What you should do: Each record in the material below must be written out again exactly.

Data excerpts:
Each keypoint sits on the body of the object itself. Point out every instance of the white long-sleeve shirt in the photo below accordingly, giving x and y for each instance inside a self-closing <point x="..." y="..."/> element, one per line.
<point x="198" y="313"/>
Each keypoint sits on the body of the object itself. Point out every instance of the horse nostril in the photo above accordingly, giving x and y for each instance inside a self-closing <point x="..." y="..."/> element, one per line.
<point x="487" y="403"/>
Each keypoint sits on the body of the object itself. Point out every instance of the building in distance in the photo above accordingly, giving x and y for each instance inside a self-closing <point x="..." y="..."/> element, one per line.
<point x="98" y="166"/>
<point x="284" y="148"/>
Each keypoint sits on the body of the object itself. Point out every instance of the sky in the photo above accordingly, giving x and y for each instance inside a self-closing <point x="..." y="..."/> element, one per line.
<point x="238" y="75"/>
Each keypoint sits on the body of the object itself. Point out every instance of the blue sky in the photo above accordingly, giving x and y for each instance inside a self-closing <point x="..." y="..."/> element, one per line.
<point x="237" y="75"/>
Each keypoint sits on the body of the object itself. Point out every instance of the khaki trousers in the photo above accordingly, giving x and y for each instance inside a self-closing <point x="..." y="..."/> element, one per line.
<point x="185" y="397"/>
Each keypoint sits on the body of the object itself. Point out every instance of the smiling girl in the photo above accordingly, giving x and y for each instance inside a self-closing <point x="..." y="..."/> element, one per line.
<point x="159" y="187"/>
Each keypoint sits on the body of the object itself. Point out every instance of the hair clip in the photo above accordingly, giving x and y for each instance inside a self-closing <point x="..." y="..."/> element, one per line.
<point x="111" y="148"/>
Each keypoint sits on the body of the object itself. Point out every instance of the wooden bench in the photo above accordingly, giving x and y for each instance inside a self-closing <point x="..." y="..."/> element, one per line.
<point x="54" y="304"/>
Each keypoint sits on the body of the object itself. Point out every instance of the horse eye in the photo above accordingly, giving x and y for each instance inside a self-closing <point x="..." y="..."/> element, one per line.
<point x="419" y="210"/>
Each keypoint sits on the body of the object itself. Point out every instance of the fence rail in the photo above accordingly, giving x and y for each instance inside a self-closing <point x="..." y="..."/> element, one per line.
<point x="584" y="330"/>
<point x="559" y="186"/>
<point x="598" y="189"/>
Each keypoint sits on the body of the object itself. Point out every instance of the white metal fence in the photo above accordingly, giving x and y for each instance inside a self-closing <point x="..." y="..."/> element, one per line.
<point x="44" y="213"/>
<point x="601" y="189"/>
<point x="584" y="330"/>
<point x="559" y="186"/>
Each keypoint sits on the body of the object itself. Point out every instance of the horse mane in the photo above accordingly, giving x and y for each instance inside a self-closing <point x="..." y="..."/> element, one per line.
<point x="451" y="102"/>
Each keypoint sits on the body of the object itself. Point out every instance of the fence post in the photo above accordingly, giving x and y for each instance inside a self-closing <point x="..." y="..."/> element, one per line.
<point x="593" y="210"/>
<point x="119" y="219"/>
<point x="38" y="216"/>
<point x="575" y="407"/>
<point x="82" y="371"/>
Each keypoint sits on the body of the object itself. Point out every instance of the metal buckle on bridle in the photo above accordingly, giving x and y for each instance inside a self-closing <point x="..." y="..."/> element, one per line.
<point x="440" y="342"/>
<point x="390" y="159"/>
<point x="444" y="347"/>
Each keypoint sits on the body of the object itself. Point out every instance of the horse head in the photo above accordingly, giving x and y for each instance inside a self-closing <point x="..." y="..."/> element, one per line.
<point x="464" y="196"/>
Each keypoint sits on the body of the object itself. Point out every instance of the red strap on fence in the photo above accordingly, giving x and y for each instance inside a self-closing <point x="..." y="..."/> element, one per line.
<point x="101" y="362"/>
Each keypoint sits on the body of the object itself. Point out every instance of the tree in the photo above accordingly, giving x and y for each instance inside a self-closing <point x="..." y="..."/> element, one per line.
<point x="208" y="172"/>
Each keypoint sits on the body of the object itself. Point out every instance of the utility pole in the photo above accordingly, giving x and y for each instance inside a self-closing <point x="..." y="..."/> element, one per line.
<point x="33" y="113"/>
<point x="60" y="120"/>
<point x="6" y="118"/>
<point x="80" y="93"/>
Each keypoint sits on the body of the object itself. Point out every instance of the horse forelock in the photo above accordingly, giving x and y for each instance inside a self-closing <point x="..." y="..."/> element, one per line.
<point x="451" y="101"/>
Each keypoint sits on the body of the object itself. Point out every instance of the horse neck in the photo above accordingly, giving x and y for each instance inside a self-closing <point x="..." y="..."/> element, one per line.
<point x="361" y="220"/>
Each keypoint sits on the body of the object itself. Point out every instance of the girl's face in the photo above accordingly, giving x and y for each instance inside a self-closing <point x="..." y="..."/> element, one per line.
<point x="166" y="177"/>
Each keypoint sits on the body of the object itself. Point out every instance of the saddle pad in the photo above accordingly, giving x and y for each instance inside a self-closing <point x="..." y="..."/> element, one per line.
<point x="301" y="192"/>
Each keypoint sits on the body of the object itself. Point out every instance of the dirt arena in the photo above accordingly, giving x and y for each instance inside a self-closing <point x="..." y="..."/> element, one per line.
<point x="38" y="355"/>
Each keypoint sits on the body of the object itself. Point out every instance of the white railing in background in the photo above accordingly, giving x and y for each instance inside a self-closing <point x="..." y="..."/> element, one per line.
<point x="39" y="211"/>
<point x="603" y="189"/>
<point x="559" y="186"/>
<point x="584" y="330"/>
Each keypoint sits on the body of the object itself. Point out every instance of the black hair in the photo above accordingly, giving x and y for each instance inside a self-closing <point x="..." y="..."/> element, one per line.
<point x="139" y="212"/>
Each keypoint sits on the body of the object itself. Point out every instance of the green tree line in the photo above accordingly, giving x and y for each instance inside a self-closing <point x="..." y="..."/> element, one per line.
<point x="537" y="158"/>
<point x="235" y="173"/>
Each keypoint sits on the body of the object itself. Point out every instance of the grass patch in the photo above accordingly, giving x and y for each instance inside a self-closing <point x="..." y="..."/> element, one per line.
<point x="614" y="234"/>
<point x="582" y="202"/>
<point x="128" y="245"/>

Result:
Each keypoint sits on the body of the object itself. Point out every instance of the white long-sleeve shirt in the photo below accordingly, giving x and y for each instance inside a self-closing <point x="..." y="..."/> element, one per line.
<point x="198" y="313"/>
Each keypoint sits on the body of the object itself. Point out every instance of the horse nostril in the photo above accordingly, giving x and y for each instance inside a self-closing <point x="..." y="..."/> element, one per line.
<point x="487" y="403"/>
Each keypoint sits on the body of the object itself. Point out every instance of the building in distance in the photo above accordingly, giving x and y for each instance inside a self-closing <point x="..." y="..."/> element, one per line.
<point x="98" y="166"/>
<point x="284" y="148"/>
Each keypoint sits on the body of the object itself. Point out every instance of the sky in the photo above accordingly, giving x and y for each instance inside a self-closing <point x="..." y="..."/> element, one per line.
<point x="238" y="75"/>
Each keypoint sits on the body of the object itself. Point out every instance of the blue sky in the photo above accordingly, giving x and y for each instance inside a self-closing <point x="..." y="..."/> element, one per line.
<point x="237" y="75"/>
Each keypoint sits on the body of the object itself. Point out every instance of the khaki trousers in the photo above accordingly, giving x and y for each instance inside a self-closing <point x="..." y="..."/> element, one per line.
<point x="185" y="397"/>
Each keypoint sits on the body of the object itself. Point out every instance of the smiling girl in the photo above accordingly, giving x and y for each instance inside a self-closing <point x="..." y="..."/> element, one per line.
<point x="159" y="187"/>
Each keypoint sits on the body of the object itself. Point out every instance of the hair clip in the photo above accordingly, giving x and y for each instance inside a self-closing <point x="..." y="..."/> element, one per line.
<point x="111" y="148"/>
Each keypoint sits on the body of the object itself. Point out every instance of the wooden bench in the photo above accordingly, giving x and y for each instance inside a self-closing <point x="..." y="..."/> element, one per line.
<point x="54" y="304"/>
Each keypoint sits on the body of the object itself. Point out every instance of the horse eye in the photo above accordingly, giving x and y for each instance inside a self-closing <point x="..." y="..."/> element, one per line.
<point x="419" y="210"/>
Each keypoint sits on the body of the object itself. Point out every instance of the fence rail in the photo above accordingly, giving x and y for each instance inside a self-closing <point x="..." y="..."/> element, one per line.
<point x="584" y="330"/>
<point x="559" y="186"/>
<point x="598" y="189"/>
Each keypoint sits on the body of the object itself. Point out every instance of the white metal fence in the photo above accordingly, giving x and y for each instance inside a self-closing <point x="..." y="..."/> element, one per line.
<point x="44" y="213"/>
<point x="601" y="189"/>
<point x="584" y="330"/>
<point x="559" y="186"/>
Each keypoint sits on the body of the object itself. Point out every instance of the horse mane in the photo above accordingly, giving x and y for each instance inside a self-closing <point x="..." y="..."/> element, one per line.
<point x="451" y="102"/>
Each keypoint sits on the body of the object itself. Point out every instance of the fence post in the photo above accordingly, giving x and y for each instance inside a self-closing <point x="..." y="..."/> element, one per line.
<point x="593" y="210"/>
<point x="119" y="219"/>
<point x="38" y="216"/>
<point x="575" y="407"/>
<point x="82" y="371"/>
Each keypoint sits on the body of the object itself. Point out every instance of the metal buckle on bridle in the photo above accordingly, giving x and y for each instance inside a self-closing <point x="..." y="..."/> element, one per line.
<point x="440" y="342"/>
<point x="390" y="159"/>
<point x="444" y="347"/>
Each keypoint sits on the body of the object itself. Point out every instance of the horse head in the photo above accordingly, giving x and y for each instance inside a self-closing <point x="..." y="..."/> element, one per line.
<point x="464" y="196"/>
Each keypoint sits on the body of the object itself. Point out every instance of the red strap on fence in the photo above accordingly, giving x and y for each instance inside a self-closing <point x="..." y="..."/> element, one per line.
<point x="101" y="362"/>
Each keypoint sits on the body of the object itself. Point out every instance of the tree in the photo above accordingly, giving x and y for each instance inside a self-closing <point x="..." y="..."/> element, one per line.
<point x="208" y="172"/>
Each keypoint sits on the body of the object itself. Point out every instance of the utility pole in the photo above accordingly, giving x and y for each instance inside a self-closing <point x="..." y="..."/> element, one per line.
<point x="33" y="113"/>
<point x="60" y="120"/>
<point x="6" y="118"/>
<point x="80" y="93"/>
Each keypoint sits on the body of the object itself. Point out every instance of the horse forelock in the photo above accordingly, giving x and y for each instance inside a self-closing <point x="..." y="..."/> element, one per line.
<point x="451" y="101"/>
Each keypoint sits on the body of the object itself. Point out every instance of the horse neck in the photo above accordingly, giving x and y for each instance inside a self-closing <point x="..." y="..."/> element, one per line.
<point x="361" y="220"/>
Each keypoint sits on the body of the object itself. Point out every instance of the girl's face in the photo above accordingly, giving x and y for each instance inside a self-closing <point x="..." y="..."/> element, one per line.
<point x="166" y="177"/>
Each keypoint sits on the body of the object itself. Point out every instance of the saddle pad in the photo above accordingly, giving x and y for each instance inside a self-closing <point x="..." y="..."/> element, one per line.
<point x="301" y="192"/>
Each keypoint sits on the body of the object itself. Point out every instance of the dirt arena in the photo above accordingly, giving x and y for each instance inside a self-closing <point x="..." y="..."/> element, one per line.
<point x="38" y="355"/>
Each keypoint sits on the body of the object itself. Point out every instance of the white railing in background in the photo above accordingly, giving x and y for each instance inside a self-closing <point x="..." y="..."/> element, one per line.
<point x="39" y="211"/>
<point x="603" y="189"/>
<point x="559" y="186"/>
<point x="584" y="330"/>
Each keypoint sits on the body of the object itself. Point out every instance of the black hair in the photo above accordingly, giving x and y for each instance inside a self-closing <point x="..." y="..."/> element, one per line.
<point x="139" y="212"/>
Each keypoint sits on the body of the object itself. Point out every instance of the green tree line in the photo above accordingly, giving x and y for each instance inside a self-closing <point x="..." y="..."/> element, one per line.
<point x="537" y="158"/>
<point x="235" y="173"/>
Each keypoint sits on the body of the object itself. Point out every instance of the grass patch in the photo above accordingly, giving x and y for each instance inside a self-closing <point x="..." y="..."/> element, one per line.
<point x="614" y="234"/>
<point x="582" y="202"/>
<point x="128" y="245"/>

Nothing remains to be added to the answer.